[Region labeling entries]
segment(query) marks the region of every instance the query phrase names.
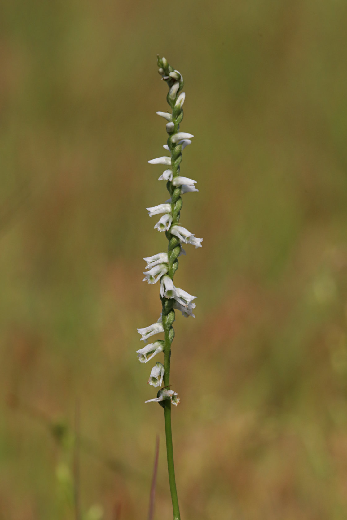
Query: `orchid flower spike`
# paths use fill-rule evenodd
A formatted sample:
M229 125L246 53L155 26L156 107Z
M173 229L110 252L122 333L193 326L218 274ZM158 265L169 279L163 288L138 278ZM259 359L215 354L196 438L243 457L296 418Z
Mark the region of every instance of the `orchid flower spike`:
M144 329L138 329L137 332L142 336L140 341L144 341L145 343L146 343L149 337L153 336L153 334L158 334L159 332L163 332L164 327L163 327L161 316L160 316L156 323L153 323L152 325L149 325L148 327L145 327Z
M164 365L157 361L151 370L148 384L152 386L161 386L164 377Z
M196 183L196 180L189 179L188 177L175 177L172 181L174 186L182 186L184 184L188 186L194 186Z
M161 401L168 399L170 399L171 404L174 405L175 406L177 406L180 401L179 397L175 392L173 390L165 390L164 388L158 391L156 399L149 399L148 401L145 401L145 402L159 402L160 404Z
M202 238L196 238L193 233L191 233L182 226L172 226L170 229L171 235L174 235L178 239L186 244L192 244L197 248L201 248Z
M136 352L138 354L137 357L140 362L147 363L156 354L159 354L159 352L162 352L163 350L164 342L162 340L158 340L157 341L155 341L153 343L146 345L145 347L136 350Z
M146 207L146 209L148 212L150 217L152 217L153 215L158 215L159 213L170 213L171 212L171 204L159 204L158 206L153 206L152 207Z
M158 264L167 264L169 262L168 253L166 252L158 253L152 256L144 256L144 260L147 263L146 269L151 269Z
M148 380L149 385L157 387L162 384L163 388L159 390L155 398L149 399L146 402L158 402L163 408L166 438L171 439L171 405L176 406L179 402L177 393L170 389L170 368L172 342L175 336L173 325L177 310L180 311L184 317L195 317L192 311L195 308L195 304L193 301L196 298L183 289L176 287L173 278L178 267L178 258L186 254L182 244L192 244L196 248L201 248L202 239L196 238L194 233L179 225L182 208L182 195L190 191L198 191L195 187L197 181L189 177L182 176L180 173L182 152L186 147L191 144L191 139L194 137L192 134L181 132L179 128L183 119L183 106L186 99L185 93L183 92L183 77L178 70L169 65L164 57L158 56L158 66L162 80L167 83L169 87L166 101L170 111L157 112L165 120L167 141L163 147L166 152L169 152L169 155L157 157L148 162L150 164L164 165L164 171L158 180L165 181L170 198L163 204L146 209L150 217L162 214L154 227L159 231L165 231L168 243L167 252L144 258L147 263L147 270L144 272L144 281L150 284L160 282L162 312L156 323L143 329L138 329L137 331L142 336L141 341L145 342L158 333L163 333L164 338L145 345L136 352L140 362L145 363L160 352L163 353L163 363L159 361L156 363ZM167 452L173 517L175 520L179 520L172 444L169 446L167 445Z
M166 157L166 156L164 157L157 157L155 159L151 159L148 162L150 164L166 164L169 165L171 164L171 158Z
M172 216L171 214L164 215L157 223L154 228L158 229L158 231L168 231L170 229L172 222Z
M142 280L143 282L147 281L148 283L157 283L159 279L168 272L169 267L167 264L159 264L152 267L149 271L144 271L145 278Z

* * *

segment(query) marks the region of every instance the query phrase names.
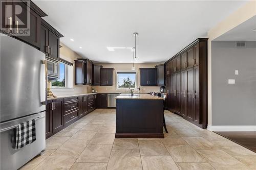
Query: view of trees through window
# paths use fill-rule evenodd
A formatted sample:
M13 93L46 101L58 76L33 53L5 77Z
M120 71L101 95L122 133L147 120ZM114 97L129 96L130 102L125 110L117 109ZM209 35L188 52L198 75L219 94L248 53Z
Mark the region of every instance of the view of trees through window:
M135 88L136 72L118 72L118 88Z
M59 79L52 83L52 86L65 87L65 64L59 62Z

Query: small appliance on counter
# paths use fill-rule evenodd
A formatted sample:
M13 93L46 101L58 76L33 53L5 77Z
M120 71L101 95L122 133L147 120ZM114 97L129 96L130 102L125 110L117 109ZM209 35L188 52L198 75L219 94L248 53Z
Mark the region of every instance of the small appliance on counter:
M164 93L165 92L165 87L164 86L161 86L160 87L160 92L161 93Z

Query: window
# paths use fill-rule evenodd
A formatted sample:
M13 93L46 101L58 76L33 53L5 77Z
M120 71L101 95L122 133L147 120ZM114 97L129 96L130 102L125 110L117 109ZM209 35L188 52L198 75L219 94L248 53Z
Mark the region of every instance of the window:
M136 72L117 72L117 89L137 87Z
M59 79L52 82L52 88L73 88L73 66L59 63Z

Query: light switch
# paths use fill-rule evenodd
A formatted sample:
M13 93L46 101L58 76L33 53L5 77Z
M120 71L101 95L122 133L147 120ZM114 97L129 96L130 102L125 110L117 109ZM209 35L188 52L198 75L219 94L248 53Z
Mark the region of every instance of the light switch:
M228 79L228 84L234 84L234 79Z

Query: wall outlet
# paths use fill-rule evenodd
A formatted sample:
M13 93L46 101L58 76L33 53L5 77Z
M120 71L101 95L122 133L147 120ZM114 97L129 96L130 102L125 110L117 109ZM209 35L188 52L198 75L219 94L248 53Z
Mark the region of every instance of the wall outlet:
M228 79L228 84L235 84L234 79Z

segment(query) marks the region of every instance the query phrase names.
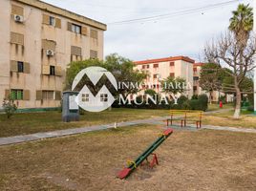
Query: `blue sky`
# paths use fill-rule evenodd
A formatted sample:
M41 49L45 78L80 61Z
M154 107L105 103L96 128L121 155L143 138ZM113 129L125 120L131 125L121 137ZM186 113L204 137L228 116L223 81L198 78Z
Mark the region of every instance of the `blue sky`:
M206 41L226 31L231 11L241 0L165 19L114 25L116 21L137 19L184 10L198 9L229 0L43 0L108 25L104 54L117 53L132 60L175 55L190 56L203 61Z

...

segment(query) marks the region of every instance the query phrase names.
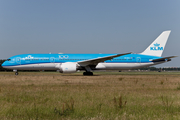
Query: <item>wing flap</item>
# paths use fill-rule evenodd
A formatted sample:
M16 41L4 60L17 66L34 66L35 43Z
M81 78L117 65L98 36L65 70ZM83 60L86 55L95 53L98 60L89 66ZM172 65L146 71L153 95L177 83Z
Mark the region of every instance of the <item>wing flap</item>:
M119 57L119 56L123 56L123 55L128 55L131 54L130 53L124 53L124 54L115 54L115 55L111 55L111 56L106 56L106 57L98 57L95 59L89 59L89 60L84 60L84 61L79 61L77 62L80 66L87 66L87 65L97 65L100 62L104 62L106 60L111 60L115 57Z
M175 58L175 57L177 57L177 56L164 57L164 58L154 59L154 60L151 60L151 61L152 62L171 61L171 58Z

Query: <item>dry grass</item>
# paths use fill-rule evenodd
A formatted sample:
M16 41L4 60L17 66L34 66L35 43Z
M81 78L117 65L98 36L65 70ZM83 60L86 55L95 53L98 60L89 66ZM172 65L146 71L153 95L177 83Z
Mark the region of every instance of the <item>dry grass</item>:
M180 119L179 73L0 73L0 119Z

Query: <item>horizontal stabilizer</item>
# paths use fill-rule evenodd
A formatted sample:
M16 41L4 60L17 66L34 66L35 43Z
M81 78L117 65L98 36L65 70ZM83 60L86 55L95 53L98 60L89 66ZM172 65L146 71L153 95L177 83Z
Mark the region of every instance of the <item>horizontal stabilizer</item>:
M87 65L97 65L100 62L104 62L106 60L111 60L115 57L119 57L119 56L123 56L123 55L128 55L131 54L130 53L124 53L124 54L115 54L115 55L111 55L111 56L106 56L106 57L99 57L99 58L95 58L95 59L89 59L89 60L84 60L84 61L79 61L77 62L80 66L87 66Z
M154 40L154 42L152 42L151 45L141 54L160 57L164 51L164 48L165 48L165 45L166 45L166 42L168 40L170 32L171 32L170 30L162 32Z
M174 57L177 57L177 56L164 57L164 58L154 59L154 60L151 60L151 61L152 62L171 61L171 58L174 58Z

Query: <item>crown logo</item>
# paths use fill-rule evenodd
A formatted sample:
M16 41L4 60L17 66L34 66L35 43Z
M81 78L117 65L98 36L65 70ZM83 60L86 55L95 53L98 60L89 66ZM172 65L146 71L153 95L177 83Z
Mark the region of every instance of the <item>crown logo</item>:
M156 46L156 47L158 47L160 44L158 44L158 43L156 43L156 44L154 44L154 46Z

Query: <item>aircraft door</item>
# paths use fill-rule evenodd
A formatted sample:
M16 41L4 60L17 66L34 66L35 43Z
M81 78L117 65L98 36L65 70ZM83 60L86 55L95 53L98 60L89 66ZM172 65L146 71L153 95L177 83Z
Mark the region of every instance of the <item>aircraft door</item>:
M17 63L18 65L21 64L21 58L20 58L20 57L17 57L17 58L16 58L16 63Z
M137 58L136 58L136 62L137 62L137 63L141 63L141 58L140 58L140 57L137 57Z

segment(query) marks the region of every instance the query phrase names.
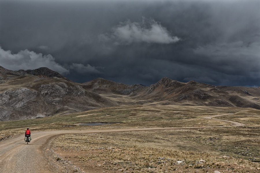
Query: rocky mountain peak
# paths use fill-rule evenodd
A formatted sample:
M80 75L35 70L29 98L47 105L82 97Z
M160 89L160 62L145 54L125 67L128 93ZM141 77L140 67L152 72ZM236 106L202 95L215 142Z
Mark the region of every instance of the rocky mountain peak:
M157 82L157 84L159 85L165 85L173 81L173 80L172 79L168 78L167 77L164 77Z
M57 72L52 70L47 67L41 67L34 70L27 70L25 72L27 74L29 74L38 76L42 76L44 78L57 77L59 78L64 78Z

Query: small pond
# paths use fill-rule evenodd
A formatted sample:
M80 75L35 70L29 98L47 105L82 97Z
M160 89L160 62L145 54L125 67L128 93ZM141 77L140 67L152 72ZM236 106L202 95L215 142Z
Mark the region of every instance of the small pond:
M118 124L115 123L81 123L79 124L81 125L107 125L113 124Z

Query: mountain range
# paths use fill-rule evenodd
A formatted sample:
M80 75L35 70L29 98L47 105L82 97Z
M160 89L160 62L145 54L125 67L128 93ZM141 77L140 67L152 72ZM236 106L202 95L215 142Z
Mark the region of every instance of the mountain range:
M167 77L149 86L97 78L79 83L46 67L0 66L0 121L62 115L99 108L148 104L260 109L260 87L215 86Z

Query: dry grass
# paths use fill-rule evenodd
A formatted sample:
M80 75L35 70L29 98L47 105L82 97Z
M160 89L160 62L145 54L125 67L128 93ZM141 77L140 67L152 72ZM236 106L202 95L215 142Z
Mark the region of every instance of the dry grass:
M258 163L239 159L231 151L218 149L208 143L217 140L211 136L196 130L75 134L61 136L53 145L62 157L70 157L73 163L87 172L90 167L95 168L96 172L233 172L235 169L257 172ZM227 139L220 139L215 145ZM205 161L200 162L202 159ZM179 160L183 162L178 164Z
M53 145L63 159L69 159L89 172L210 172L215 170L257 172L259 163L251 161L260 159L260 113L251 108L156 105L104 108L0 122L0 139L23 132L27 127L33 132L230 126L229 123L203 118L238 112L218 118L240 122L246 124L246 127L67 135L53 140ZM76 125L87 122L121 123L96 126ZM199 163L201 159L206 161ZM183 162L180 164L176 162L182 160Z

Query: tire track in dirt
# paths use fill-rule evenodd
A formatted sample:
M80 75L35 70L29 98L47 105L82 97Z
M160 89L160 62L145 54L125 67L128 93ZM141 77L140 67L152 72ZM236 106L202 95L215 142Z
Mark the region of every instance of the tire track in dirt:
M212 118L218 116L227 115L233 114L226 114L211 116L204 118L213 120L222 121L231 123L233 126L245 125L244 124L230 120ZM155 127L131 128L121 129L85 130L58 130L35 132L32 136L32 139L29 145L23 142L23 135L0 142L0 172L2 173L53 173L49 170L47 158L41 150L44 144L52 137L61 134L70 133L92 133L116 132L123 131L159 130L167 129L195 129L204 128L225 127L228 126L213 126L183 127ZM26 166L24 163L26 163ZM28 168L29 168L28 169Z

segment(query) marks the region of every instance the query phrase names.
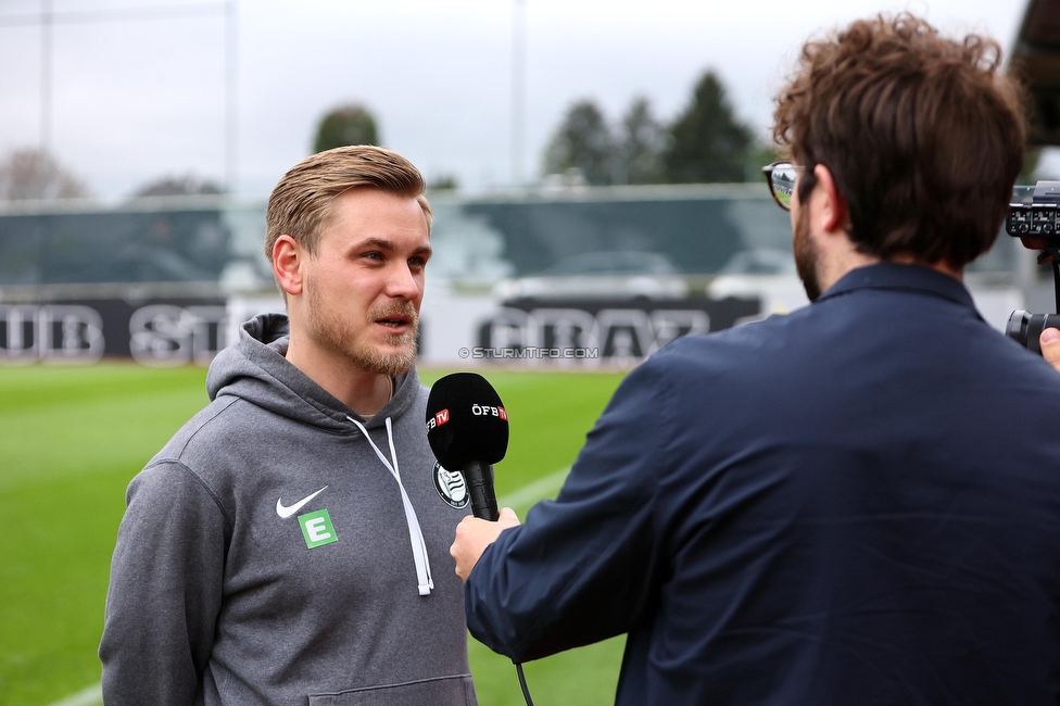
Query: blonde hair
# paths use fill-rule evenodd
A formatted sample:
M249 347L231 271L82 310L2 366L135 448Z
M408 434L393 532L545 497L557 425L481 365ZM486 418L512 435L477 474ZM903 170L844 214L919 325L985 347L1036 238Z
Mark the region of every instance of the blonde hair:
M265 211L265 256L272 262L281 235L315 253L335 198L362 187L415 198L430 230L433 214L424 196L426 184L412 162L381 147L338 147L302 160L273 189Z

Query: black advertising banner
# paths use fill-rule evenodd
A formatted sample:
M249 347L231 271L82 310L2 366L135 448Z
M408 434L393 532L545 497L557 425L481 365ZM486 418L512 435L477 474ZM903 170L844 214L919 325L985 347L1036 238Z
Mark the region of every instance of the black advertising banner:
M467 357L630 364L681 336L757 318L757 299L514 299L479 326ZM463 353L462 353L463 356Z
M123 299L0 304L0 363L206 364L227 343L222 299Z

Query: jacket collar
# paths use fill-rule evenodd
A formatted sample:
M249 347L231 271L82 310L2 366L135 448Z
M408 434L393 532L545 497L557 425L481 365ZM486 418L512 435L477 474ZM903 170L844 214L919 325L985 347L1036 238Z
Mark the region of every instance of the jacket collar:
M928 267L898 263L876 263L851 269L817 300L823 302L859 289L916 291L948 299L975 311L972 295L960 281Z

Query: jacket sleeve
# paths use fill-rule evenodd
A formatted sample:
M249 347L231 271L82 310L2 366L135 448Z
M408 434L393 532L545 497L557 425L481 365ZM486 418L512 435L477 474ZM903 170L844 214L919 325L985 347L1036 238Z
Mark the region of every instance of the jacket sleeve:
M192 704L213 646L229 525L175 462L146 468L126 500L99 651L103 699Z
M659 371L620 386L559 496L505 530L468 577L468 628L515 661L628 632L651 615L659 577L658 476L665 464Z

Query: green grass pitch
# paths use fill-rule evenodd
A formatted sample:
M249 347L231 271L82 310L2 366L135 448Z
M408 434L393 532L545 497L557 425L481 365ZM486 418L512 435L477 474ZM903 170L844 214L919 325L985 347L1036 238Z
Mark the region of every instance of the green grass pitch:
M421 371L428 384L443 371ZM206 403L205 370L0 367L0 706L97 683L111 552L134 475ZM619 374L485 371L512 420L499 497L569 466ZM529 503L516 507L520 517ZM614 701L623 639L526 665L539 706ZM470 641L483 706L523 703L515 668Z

**Given request:**
Please pull out every line of the records that contains the string "spike". Case counts.

**Answer below:**
Query: `orchid flower spike`
Mark the region of every instance of the `orchid flower spike`:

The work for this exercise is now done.